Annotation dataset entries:
--

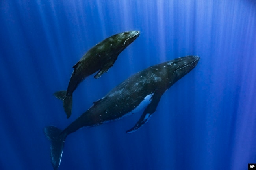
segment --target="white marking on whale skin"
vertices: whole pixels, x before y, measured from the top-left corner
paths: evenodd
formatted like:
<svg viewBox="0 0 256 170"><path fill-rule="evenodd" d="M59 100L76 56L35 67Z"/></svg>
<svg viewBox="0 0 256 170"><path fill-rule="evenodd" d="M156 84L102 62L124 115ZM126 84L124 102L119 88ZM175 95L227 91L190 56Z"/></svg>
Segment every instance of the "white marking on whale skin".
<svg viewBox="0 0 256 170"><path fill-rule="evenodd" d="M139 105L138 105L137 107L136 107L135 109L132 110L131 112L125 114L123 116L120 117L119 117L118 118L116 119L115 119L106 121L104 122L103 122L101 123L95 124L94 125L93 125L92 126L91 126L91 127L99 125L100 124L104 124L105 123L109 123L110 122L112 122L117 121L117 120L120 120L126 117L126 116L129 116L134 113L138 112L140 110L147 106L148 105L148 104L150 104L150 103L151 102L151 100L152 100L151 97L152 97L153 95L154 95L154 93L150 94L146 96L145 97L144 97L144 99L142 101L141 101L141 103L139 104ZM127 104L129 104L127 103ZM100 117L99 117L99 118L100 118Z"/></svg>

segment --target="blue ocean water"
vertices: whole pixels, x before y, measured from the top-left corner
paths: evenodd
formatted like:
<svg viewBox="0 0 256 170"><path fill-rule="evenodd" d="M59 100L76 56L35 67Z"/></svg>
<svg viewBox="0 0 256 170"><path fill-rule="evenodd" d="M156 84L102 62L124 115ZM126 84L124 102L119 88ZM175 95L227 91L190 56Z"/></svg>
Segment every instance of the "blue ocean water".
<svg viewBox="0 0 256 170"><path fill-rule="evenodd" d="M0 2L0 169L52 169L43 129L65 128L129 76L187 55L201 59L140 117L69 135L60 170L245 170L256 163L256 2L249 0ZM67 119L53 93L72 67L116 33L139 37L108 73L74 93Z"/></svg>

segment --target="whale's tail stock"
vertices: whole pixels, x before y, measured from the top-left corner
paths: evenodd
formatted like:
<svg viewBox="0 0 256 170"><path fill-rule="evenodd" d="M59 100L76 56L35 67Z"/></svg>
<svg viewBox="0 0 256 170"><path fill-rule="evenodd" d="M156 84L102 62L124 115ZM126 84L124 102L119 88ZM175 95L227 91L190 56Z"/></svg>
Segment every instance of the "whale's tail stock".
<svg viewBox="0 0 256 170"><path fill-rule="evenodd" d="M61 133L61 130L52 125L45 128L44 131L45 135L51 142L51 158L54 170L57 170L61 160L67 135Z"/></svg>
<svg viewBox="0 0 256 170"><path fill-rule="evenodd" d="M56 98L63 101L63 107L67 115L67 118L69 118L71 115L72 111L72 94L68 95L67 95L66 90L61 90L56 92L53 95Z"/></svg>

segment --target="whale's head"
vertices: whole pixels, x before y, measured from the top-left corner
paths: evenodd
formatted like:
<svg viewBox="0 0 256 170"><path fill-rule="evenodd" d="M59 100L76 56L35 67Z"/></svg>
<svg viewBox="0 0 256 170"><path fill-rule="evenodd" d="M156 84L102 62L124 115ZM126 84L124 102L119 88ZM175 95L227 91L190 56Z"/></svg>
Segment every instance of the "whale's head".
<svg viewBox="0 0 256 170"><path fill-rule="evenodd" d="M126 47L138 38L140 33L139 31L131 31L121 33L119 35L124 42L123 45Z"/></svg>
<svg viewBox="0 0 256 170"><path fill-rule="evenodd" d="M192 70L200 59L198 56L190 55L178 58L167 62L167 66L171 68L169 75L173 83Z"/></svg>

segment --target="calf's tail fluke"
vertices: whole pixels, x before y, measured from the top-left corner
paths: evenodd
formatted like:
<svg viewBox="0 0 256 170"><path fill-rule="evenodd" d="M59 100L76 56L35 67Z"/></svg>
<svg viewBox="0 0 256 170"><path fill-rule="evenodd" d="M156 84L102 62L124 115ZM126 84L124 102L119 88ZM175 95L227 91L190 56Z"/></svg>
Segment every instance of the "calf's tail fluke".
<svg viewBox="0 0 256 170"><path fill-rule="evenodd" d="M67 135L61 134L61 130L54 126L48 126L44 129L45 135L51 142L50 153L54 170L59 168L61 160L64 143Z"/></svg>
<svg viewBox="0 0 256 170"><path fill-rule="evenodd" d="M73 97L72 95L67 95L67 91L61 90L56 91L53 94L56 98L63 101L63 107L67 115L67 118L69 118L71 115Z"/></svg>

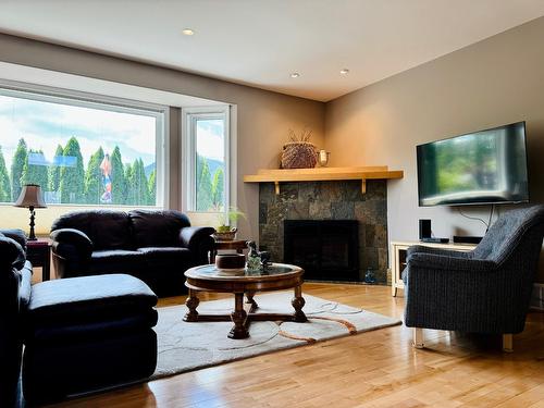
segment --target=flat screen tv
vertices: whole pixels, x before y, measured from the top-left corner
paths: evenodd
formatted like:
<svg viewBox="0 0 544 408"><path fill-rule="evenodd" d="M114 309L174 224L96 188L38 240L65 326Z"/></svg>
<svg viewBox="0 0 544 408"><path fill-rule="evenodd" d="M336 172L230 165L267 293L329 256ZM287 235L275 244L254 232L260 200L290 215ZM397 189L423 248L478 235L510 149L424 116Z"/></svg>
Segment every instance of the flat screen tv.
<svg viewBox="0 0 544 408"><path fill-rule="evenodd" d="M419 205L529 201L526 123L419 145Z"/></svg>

--

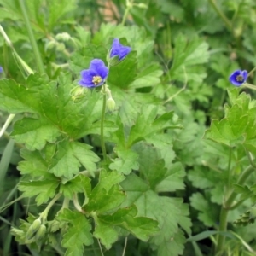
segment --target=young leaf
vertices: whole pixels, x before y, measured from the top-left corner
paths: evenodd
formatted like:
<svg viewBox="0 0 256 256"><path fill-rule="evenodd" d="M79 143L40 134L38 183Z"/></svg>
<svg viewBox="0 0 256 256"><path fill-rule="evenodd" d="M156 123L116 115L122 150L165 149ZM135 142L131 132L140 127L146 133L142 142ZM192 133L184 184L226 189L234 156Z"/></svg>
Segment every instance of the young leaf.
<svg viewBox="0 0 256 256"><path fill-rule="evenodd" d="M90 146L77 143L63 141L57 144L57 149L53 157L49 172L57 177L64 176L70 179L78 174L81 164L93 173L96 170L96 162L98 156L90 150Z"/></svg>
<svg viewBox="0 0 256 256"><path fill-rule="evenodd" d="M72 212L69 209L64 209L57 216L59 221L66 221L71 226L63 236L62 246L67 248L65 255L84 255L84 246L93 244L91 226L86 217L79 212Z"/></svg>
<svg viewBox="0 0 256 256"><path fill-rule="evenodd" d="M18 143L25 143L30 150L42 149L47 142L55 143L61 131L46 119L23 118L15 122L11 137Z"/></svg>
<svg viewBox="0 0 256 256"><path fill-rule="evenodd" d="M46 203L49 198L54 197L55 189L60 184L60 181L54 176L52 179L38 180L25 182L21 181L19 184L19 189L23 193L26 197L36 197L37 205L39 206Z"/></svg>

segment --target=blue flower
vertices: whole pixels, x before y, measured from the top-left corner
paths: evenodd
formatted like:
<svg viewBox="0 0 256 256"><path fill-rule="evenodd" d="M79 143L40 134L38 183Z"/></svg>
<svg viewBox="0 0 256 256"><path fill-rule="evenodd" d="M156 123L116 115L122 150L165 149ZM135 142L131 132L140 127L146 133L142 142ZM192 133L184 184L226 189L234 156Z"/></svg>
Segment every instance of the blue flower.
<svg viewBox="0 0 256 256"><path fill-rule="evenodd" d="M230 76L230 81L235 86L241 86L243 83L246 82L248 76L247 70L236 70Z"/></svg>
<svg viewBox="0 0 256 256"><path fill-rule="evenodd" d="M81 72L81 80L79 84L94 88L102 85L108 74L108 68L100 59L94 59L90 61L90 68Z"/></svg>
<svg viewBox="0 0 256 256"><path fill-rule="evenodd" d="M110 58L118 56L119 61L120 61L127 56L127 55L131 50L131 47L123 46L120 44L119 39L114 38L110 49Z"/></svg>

--

Given task:
Repeat the records above word for word, covering the stretch from the line that contains "segment --target=flat screen tv" through the line that contains "205L529 201L526 123L419".

Problem solution:
segment --target=flat screen tv
vertices: whole pixels, x before y, measured from the top-left corner
paths: evenodd
formatted like:
<svg viewBox="0 0 544 408"><path fill-rule="evenodd" d="M114 309L174 224L96 188L38 240L65 326Z"/></svg>
<svg viewBox="0 0 544 408"><path fill-rule="evenodd" d="M336 172L230 165L267 293L329 256ZM287 235L275 244L254 232L260 200L290 215ZM397 189L423 248L478 235L510 149L424 116Z"/></svg>
Segment every instance of the flat screen tv.
<svg viewBox="0 0 544 408"><path fill-rule="evenodd" d="M419 205L529 201L526 123L419 145Z"/></svg>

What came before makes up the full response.